What you should do >> Copy the entries below verbatim, from the line containing "of the lavender" through the line containing "point(380, 661)", including both of those lines.

Data to process >>
☆ ☆ ☆ ☆

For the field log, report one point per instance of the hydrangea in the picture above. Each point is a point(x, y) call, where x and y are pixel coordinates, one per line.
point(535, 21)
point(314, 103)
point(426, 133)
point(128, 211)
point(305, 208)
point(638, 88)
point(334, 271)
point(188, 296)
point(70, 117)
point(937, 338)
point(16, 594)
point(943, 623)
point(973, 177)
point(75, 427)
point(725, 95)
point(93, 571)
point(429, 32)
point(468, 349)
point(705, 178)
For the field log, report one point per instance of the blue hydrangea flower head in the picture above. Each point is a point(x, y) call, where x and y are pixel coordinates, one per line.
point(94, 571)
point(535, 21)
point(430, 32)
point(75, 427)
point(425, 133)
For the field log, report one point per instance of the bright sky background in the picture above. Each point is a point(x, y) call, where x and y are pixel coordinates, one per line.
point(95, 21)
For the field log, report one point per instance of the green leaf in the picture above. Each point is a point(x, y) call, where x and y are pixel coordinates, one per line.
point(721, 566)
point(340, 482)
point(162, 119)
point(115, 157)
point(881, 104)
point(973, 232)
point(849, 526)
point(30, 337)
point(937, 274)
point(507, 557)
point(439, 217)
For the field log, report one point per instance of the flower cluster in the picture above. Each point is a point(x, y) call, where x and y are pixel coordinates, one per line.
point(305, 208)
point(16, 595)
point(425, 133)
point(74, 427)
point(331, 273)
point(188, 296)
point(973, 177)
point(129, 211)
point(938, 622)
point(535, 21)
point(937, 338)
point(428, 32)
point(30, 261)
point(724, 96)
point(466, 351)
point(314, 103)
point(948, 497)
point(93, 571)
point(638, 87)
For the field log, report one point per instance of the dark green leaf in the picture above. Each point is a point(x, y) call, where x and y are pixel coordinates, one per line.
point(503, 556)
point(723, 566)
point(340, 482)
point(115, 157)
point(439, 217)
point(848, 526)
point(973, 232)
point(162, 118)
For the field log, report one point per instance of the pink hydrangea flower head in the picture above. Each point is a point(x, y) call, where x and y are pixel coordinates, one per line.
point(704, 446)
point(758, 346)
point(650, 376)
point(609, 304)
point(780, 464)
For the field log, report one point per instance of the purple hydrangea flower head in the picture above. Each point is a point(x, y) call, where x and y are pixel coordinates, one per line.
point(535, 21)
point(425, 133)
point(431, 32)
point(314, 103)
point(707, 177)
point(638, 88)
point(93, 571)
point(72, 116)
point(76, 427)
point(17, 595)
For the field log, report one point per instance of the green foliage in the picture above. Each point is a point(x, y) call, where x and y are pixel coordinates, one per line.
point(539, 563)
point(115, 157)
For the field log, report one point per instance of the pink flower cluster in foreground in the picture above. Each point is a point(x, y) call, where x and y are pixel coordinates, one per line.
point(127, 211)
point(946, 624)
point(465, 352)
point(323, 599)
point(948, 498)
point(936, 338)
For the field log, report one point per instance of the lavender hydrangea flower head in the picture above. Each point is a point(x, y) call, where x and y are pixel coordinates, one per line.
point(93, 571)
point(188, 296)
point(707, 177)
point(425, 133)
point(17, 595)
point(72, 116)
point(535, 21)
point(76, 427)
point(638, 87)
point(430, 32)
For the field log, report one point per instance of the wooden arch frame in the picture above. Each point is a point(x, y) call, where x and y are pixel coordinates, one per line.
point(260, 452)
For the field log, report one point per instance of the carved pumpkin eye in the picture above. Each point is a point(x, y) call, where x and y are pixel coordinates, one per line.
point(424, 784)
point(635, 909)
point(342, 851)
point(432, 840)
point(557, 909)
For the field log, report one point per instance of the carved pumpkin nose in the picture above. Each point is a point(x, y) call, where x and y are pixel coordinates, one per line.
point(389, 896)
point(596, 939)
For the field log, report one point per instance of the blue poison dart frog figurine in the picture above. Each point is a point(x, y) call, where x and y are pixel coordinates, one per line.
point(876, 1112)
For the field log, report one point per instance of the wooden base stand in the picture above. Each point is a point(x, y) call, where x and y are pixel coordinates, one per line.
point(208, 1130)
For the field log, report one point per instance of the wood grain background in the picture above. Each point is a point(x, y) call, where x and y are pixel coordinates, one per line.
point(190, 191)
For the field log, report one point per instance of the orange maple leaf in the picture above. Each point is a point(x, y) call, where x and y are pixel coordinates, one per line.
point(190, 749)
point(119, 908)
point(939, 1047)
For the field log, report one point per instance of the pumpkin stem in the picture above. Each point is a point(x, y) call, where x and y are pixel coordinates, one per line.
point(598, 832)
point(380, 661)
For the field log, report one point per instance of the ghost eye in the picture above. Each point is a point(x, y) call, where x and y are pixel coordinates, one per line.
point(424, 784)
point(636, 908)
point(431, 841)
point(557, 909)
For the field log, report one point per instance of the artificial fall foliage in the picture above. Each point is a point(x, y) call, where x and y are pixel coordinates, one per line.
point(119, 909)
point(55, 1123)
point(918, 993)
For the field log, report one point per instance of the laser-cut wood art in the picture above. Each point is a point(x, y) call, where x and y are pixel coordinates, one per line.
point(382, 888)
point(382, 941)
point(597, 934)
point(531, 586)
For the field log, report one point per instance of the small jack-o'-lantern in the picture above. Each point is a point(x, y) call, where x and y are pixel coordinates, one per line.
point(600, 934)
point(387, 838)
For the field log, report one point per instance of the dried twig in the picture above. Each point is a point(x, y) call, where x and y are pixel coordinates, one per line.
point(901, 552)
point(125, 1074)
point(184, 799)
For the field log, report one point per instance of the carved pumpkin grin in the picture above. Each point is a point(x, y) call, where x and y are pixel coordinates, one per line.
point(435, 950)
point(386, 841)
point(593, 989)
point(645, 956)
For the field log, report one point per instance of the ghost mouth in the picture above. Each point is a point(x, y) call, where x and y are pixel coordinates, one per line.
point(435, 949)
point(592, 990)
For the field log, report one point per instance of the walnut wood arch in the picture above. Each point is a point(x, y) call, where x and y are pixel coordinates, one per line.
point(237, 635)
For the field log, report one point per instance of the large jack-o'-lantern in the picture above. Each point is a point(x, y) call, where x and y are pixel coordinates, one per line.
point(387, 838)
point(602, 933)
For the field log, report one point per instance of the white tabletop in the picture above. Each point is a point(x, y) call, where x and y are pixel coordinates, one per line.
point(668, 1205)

☆ ☆ ☆ ☆

Output >>
For the field log, report one point per instance of the lavender hydrangea flower head in the picture above. Each point is a point(x, y) call, where x and y are pixel coordinates, one per line.
point(93, 571)
point(188, 296)
point(707, 177)
point(425, 133)
point(17, 595)
point(72, 116)
point(535, 21)
point(76, 427)
point(638, 87)
point(430, 32)
For the field log, report one point per instance of the wooden arch frame in the picture above. Each point is a point(x, y) call, where x and y are pixel coordinates, one per line.
point(260, 452)
For the field log, report one point per instance of the carved pumpkin eye in the picture above. Each point is a point(x, y) call, where x and y are pixel coordinates, one per line.
point(424, 784)
point(635, 909)
point(342, 851)
point(432, 840)
point(557, 909)
For the field log, report one point per instance of the carved pumpkin nose in the picture above. Each point is a point(x, y) call, where x and y are pixel coordinates, one per line.
point(389, 896)
point(596, 939)
For the field log, report one point per instance of the blue poison dart frog figurine in the picture above. Each point is a point(x, y) call, where x and y are pixel coordinates, one per line.
point(876, 1112)
For the field log, report one point per instance of the wooden base stand in the picture above. Each point is a point(x, y) call, where x and y are pixel coordinates, one per line.
point(208, 1130)
For the field log, report one point per instance of the wood grain background in the picture above. Each point is a point(x, y) call, where x and y are pixel coordinates, one per line.
point(190, 191)
For the field log, report one point per instance of the orange maple leaf in the picture above. Each point is a point(x, y) call, where x and y are pixel coordinates, one per line.
point(190, 749)
point(119, 908)
point(939, 1047)
For the field log, report one point per instance of the pumpkin stem in the picture above. Each point is a point(x, y) call, where x and y are pixel coordinates, one per line.
point(598, 832)
point(380, 661)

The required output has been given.